Dataset records about object locations:
◆ ◆ ◆ ◆ ◆

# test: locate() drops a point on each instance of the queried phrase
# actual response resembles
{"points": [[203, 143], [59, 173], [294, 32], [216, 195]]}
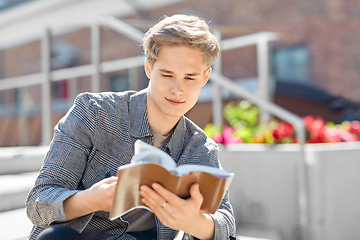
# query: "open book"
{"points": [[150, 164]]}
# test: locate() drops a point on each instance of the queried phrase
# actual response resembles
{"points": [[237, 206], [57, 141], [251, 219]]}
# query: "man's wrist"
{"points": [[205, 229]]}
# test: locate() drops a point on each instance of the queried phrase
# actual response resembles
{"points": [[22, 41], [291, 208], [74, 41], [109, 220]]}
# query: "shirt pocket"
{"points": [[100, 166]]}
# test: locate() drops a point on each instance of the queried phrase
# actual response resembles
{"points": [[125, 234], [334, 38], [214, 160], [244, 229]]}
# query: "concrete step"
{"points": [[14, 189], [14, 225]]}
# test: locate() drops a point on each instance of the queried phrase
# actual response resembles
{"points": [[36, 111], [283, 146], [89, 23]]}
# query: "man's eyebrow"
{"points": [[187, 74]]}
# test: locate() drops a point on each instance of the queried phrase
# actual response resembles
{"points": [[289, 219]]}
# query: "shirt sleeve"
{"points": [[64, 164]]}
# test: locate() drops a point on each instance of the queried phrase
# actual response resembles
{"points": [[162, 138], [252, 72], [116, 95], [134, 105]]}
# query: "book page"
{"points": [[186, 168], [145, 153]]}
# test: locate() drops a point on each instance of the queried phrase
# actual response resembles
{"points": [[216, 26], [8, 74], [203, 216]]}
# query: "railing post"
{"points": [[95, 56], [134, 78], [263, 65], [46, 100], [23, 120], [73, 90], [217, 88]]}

◆ ◆ ◆ ◆ ◆

Problem to solve: Return the lines above exactly as they stand, leaving out the pictures.

Full output:
# test: locate() drops a point on each instance of the queried phrase
# actual response resembles
{"points": [[203, 143], [59, 173], [294, 32], [216, 195]]}
# query: "open book"
{"points": [[150, 164]]}
# test: locate() drops a point on each instance of the queried phrase
# actual response resembles
{"points": [[237, 206], [57, 141], [251, 219]]}
# query: "man's wrist"
{"points": [[205, 229]]}
# test: locate() drops a point on each instance of the queried phrase
# actual response resembles
{"points": [[22, 41], [291, 208], [74, 41], [109, 220]]}
# query: "shirt pocket"
{"points": [[100, 166]]}
# test: locate() drops a point on each instance of the queried phrase
# actual response resembles
{"points": [[125, 234], [334, 38], [214, 160], [244, 229]]}
# query: "concrete step"
{"points": [[14, 189], [14, 225]]}
# test: locate() drops a point on each instance of the queried phrase
# actual response resembles
{"points": [[36, 111], [283, 146], [89, 23]]}
# query: "man's eyebrow"
{"points": [[187, 74]]}
# test: locate() drops a point on each instance of the queried phrase
# actual response resembles
{"points": [[289, 219]]}
# query: "shirt sleeve"
{"points": [[64, 164]]}
# test: locate() drops a point on each instance of the queried phrase
# actual response resembles
{"points": [[162, 138], [252, 72], [116, 95], [134, 105]]}
# query: "book page"
{"points": [[186, 168], [145, 153]]}
# test: locate() drops a point on each instance of the queried phrase
# actual response resembles
{"points": [[216, 26], [8, 74], [203, 216]]}
# query: "railing post"
{"points": [[95, 56], [134, 78], [263, 65], [46, 100], [23, 120], [73, 90], [217, 88]]}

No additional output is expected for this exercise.